FIGURE 6. Ratio of rRNA/gDNA abundance in the microbiome of LFD, HFD, and HFD+LGG groups. Significance level was calculated by using ANOVA and Bonferroni’s multiple comparisons test; results are illustrated as ^∗p < 0.05, ^∗∗p < 0.01, ^∗∗∗p < 0.001.

FIGURE 7

FIGURE 7. Correlation between microbiota and weight gain. Correlation graph and R square (R²), standard error (SE) and Pearson correlation coefficient p-value (Pv) were derived based on weight gain. (A) Allobaculum, (B) Bacteroidetes, and (C) Oscillospira. Red: LFD; orange: HFD; black: HFD+LGG.

Discussion

Microbiota plays an essential role in host energy metabolism and it constitutes a complex ecosystem averaging 70 different bacterial divisions that colonize the gut of an adult (Gérard, 2016). However, the specific number and activities of these microbes vary with regard to environmental factors; in fact, the metabolic status of these microbial groups may range from active to dormant, this being crucial in understanding and explaining the role of gut microbiota (Blazewicz et al., 2013). Our study compared the microbiome of high fat diet induced obese mice with or without probiotics using microbial rRNA and gDNA in order to gain a deeper understanding of those microbiota that are actively associated with a high fat diet and modulated by probiotic treatment. Ribosomal RNA comprises more than 80% of the total RNA with the overall amount of RNA correlating with growth and activity of microbes (Neidhardt and Magasanik, 1960; Kramer and Singleton, 1992; Tolker-Nielsen et al., 1997; Ramos et al., 2000). This basic principle was widely applied in various studies to define the existence of active microbiota in an environment (Wüst et al., 2011; Hunt et al., 2013; Männistö et al., 2013). Based on these considerations, we have designed our experiments to reveal specific information on metabolically active groups of the gut microbiome in a diet induced obesity (DIO) murine model and under application of the widely studied probiotic LGG.

Extracted material —

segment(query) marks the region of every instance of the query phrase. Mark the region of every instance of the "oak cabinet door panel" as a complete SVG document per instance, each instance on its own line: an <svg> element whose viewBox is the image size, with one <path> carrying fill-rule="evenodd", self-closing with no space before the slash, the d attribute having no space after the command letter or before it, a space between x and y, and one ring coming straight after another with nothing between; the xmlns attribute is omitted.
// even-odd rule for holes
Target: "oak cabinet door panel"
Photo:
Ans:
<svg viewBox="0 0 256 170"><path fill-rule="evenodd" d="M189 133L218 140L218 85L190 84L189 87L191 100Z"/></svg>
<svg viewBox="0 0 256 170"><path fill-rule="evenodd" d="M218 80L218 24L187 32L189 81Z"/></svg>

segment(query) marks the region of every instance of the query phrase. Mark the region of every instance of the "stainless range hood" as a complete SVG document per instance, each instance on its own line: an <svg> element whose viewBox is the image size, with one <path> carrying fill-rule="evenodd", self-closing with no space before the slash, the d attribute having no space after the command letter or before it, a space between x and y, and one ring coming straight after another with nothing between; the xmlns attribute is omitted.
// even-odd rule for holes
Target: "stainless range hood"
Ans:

Work order 1 —
According to the gut microbiome passage, what share of total RNA is ribosomal RNA?
Work order 2 —
Continue the passage on gut microbiota in diet-induced obese mice from where it stops.

Task result 1 —
More than 80%.

Task result 2 —
The impact of GIT microbiota on host energy metabolism has been widely studied in recent years. However, a key, albeit a controversial issue, is to define core microbial assemblages associated with host weight gain and adipose tissue accumulation. This is underpinned by the rapid increase in body fat mass of germ-free mice colonized with gut microbiota from conventionally housed mice, in spite of decreased food consumption (Bäckhed et al., 2004). Even more interestingly, a greater weight increase in germ-free mice after colonization with microbiota from obese mice as compared to experimental animals colonized with microbiota from lean mice has also been reported (Turnbaugh et al., 2006). It appears indisputable that host gut microbiota exercise leverage over energy efficiency and adipose tissue accumulation, as has also been supported by gnotobiotic mice studies (Cani et al., 2008; Delzenne et al., 2011; Greiner and Bäckhed, 2011).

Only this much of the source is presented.